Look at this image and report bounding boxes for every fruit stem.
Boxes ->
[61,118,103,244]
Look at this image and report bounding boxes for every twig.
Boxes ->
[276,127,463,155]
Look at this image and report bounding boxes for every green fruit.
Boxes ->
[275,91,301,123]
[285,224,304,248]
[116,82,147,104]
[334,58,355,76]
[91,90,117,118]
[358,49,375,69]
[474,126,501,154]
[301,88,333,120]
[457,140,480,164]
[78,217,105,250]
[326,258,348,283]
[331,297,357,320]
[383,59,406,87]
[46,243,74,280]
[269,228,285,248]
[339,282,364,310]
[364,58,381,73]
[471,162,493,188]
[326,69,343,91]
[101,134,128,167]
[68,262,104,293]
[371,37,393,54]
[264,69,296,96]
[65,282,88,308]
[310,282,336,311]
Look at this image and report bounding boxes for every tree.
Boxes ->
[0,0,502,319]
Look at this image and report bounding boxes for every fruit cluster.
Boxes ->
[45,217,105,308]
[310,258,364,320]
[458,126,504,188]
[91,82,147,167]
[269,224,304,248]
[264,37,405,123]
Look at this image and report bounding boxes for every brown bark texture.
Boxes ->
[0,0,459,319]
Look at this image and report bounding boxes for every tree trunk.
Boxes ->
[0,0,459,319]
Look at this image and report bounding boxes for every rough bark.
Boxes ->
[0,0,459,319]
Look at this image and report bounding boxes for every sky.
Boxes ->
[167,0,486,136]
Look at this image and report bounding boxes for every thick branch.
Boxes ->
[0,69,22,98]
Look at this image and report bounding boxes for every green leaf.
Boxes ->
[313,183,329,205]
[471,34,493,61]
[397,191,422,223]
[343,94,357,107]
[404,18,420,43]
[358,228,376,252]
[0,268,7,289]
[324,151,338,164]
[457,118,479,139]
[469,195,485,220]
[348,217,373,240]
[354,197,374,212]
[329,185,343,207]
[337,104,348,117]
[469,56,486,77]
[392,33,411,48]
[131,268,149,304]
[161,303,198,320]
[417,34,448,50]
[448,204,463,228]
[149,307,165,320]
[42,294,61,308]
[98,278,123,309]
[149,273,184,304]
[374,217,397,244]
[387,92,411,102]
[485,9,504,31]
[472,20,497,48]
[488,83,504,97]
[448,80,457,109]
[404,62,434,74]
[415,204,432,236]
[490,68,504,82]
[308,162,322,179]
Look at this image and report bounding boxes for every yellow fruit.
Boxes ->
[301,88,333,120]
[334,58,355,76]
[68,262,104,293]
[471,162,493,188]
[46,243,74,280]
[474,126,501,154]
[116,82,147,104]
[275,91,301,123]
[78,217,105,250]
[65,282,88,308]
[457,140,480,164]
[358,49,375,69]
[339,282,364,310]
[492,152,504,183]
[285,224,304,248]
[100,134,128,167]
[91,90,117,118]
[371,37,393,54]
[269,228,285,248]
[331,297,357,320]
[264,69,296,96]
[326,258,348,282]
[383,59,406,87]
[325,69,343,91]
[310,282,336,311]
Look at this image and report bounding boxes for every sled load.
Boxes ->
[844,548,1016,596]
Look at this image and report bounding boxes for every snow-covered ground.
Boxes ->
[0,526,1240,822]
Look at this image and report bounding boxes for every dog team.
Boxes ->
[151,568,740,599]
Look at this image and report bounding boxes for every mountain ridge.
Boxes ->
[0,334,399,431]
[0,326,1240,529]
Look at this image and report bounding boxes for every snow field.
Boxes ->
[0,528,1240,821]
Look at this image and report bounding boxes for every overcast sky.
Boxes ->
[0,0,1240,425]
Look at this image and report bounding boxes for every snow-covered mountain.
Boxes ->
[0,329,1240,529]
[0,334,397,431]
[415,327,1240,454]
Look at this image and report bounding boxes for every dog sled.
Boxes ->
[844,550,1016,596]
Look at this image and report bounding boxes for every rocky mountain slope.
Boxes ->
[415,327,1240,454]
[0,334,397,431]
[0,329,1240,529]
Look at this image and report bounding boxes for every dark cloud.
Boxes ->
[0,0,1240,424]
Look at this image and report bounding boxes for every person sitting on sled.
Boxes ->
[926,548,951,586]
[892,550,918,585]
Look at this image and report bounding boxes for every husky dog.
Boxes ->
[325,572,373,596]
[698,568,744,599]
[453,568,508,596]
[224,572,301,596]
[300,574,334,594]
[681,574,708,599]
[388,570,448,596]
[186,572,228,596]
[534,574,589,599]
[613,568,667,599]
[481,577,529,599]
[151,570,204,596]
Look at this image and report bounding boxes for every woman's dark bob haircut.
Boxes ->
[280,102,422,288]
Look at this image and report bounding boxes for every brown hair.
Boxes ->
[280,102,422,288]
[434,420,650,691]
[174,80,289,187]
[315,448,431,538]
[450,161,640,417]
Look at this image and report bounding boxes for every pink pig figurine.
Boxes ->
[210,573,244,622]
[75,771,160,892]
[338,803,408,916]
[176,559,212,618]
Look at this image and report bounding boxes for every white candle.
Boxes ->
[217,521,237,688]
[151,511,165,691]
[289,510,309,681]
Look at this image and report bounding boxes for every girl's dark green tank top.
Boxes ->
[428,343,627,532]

## Problem
Turn every line of the data above into a numbered list, leaving out blank lines.

## Correct answer
1. Look at this image and report bounding boxes for every fruit stem.
2. Boxes ->
3. [61,118,103,244]
4. Look at this image and report bounding boxes for every twig.
5. Boxes ->
6. [276,127,463,155]
7. Look at this image and report bounding boxes for every green fruit.
8. Boxes ->
9. [275,91,301,123]
10. [285,224,304,248]
11. [116,82,147,104]
12. [334,58,355,76]
13. [91,90,117,118]
14. [358,49,375,69]
15. [474,126,501,154]
16. [301,88,333,120]
17. [457,140,480,164]
18. [78,217,105,250]
19. [326,258,348,283]
20. [331,297,357,320]
21. [383,59,406,87]
22. [46,243,74,280]
23. [269,228,285,248]
24. [339,282,364,310]
25. [364,58,381,73]
26. [471,162,493,188]
27. [326,69,343,91]
28. [101,134,128,167]
29. [68,262,104,293]
30. [371,37,393,54]
31. [264,69,296,96]
32. [65,282,88,308]
33. [310,282,336,311]
34. Look at this image and report bounding boxes for every tree.
35. Boxes ->
36. [0,0,502,319]
37. Look at this image and report bounding boxes for every fruit cluster.
38. Boxes ->
39. [45,217,105,308]
40. [310,258,364,320]
41. [458,126,504,188]
42. [91,82,147,167]
43. [269,224,304,248]
44. [264,37,405,123]
45. Look at this image and report bounding boxes for every brown bark texture.
46. Boxes ->
47. [0,0,459,319]
48. Look at this image and report bounding boxes for every tree trunk.
49. Boxes ->
50. [0,0,459,319]
51. Look at this image and report bounding boxes for every rough bark.
52. Boxes ->
53. [0,0,459,319]
54. Look at this image and report bounding boxes for every sky.
55. Boxes ->
56. [167,0,486,136]
57. Look at this image and report bounding boxes for every thick branch.
58. Boxes ->
59. [0,69,22,98]
60. Look at this image and report bounding boxes for every green leaf.
61. Boxes ->
62. [313,183,329,205]
63. [471,34,493,61]
64. [397,191,422,223]
65. [343,94,357,107]
66. [404,18,420,43]
67. [358,228,376,252]
68. [0,268,7,289]
69. [324,151,338,164]
70. [457,118,479,139]
71. [469,195,485,220]
72. [348,217,373,240]
73. [354,197,374,212]
74. [329,185,343,207]
75. [337,104,348,117]
76. [469,56,486,77]
77. [392,33,411,48]
78. [131,268,149,304]
79. [161,303,198,320]
80. [417,34,448,50]
81. [448,204,463,228]
82. [149,307,165,320]
83. [42,294,61,308]
84. [98,278,123,309]
85. [149,273,184,304]
86. [374,217,397,244]
87. [387,92,411,102]
88. [485,9,504,31]
89. [472,20,497,48]
90. [488,83,504,97]
91. [448,80,457,109]
92. [404,62,434,74]
93. [415,204,432,236]
94. [490,68,504,82]
95. [308,162,322,179]
96. Look at this image and report bounding boxes for every yellow fruit.
97. Boxes ->
98. [301,88,333,120]
99. [334,58,355,76]
100. [68,262,104,293]
101. [471,162,493,188]
102. [46,243,74,280]
103. [474,126,501,154]
104. [116,82,147,104]
105. [275,91,301,123]
106. [78,217,105,250]
107. [65,282,88,308]
108. [457,140,480,164]
109. [358,49,375,69]
110. [339,282,364,310]
111. [492,152,504,183]
112. [285,224,304,248]
113. [100,134,128,167]
114. [91,90,117,118]
115. [371,37,393,54]
116. [269,228,285,248]
117. [331,297,357,320]
118. [264,69,296,96]
119. [326,258,348,282]
120. [383,59,406,87]
121. [325,69,343,91]
122. [310,282,336,311]
123. Look at this image and report bounding boxes for every sled load.
124. Boxes ->
125. [844,548,1016,596]
126. Look at this image and report bounding boxes for every snow-covered ground.
127. Boxes ->
128. [0,526,1240,822]
129. Look at this image and report bounding boxes for every dog team.
130. Boxes ->
131. [151,568,740,599]
132. Look at this image and report bounding boxes for every mountain ridge.
133. Boxes ->
134. [0,334,399,431]
135. [0,326,1240,529]
136. Look at this image and report bounding boxes for every snow field.
137. Boxes ->
138. [0,528,1240,821]
139. Look at this image and report bounding boxes for every overcast sky.
140. Boxes ->
141. [0,0,1240,425]
142. Look at this image and report bounding boxes for every snow-covered mountain.
143. Boxes ->
144. [0,329,1240,529]
145. [0,334,397,431]
146. [415,327,1240,454]
147. Look at this image and report bounding boxes for every dog sled.
148. Boxes ->
149. [844,550,1016,596]
150. Look at this image and report bounding boxes for every rocky mountain slope.
151. Boxes ->
152. [415,327,1240,454]
153. [0,334,397,431]
154. [0,329,1240,529]
155. Look at this image and report bounding boxes for every dark cloud.
156. Boxes ->
157. [0,0,1240,424]
158. Look at this image and report bounding boxes for every person sitting on sled.
159. Boxes ->
160. [926,548,951,586]
161. [892,550,918,585]
162. Look at this image and report bounding boxes for every husky dog.
163. Boxes ->
164. [325,572,373,596]
165. [698,568,744,599]
166. [453,568,508,596]
167. [224,572,301,596]
168. [300,574,334,594]
169. [681,574,708,599]
170. [388,570,448,596]
171. [186,572,228,596]
172. [534,574,589,599]
173. [613,568,667,599]
174. [481,577,529,599]
175. [151,570,204,596]
176. Look at this image and report bounding boxes for every woman's dark bob haircut.
177. Boxes ->
178. [280,102,422,288]
179. Look at this image and report bounding boxes for every brown hair.
180. Boxes ->
181. [280,102,422,288]
182. [434,420,650,691]
183. [174,80,289,187]
184. [315,448,431,538]
185. [450,161,640,417]
186. Look at this image and report bounding boxes for every pink pig figurine.
187. Boxes ->
188. [210,573,244,622]
189. [75,771,160,892]
190. [338,803,408,916]
191. [176,559,212,618]
192. Look at this image and report bounding boxes for every white candle.
193. Boxes ->
194. [217,521,237,688]
195. [151,511,165,691]
196. [289,510,309,681]
197. Look at this image and report bounding boxes for every girl's dark green tank top.
198. Boxes ->
199. [428,343,627,532]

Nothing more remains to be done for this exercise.